• **Problem requirements**
Can you write out every line of the records below again, requests included, with each x and y coordinate in the answers scaled by 2.6 and rounded to a whole number, halves rounding up, and everything else left unchanged?

Rows from a pointing dataset
BEGIN

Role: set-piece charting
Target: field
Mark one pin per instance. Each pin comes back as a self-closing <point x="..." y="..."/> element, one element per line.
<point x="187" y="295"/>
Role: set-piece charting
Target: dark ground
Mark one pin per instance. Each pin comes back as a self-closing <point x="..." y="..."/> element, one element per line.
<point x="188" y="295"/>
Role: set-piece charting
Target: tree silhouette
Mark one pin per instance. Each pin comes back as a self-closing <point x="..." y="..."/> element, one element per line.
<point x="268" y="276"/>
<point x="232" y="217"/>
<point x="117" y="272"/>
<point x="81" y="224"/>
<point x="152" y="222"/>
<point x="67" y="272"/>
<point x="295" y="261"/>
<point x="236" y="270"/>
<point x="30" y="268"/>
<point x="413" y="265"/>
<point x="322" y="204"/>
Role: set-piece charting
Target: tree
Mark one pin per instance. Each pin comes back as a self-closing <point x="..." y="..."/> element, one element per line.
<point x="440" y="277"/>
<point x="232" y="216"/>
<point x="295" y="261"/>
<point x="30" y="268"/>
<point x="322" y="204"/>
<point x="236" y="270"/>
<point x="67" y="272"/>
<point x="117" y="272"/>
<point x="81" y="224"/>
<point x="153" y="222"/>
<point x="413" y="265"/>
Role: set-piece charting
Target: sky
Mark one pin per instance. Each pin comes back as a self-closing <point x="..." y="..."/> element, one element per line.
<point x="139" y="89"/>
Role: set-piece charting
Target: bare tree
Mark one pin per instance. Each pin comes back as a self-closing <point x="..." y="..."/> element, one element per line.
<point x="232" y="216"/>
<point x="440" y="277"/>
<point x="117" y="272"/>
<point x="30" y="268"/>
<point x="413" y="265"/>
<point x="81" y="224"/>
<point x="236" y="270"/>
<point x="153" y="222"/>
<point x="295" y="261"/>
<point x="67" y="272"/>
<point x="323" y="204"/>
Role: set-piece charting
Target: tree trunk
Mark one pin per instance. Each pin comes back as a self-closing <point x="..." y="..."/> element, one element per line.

END

• **Reply**
Role: set-piece charting
Target: field
Mark one pin per instance. Each pin comes back as a self-closing <point x="..." y="..."/> element, one element per line.
<point x="486" y="767"/>
Role: set-piece charting
Target: dark ground
Mark one pin per instance. Each pin comes back as a self-closing <point x="..." y="..."/> element, one element per line.
<point x="489" y="767"/>
Role: set-piece charting
Target: tree silhouette
Mark one pin per instance. Each pin comes back as a self-closing <point x="..." y="..."/> element, one element per line.
<point x="697" y="718"/>
<point x="603" y="564"/>
<point x="304" y="707"/>
<point x="211" y="582"/>
<point x="395" y="577"/>
<point x="174" y="707"/>
<point x="767" y="679"/>
<point x="614" y="702"/>
<point x="78" y="697"/>
<point x="1074" y="689"/>
<point x="837" y="530"/>
Role: set-piece charting
Target: tree
Mark one pin per instance. Each pin comes back as a self-closing <point x="..." y="..."/> element, one element per line.
<point x="1144" y="720"/>
<point x="603" y="562"/>
<point x="767" y="679"/>
<point x="78" y="697"/>
<point x="837" y="530"/>
<point x="614" y="702"/>
<point x="174" y="707"/>
<point x="304" y="707"/>
<point x="211" y="582"/>
<point x="398" y="577"/>
<point x="1074" y="689"/>
Role: set-piece charting
Target: sky
Mark one pin per instance. Each pin comes back as a self-closing <point x="..." y="..."/> element, one element per line.
<point x="361" y="231"/>
Role: set-piece charting
Target: bare tree
Mark one pin per instance. Each pin comes back as a self-closing <point x="..." y="..."/> element, one element per line.
<point x="603" y="562"/>
<point x="1144" y="720"/>
<point x="304" y="707"/>
<point x="78" y="697"/>
<point x="1074" y="689"/>
<point x="211" y="582"/>
<point x="614" y="702"/>
<point x="398" y="577"/>
<point x="767" y="679"/>
<point x="174" y="707"/>
<point x="840" y="530"/>
Role: set-piece charting
Target: tree trunk
Mark one pin per instance. Each pin comes back as a self-closing <point x="..." y="..."/> element, one element per line.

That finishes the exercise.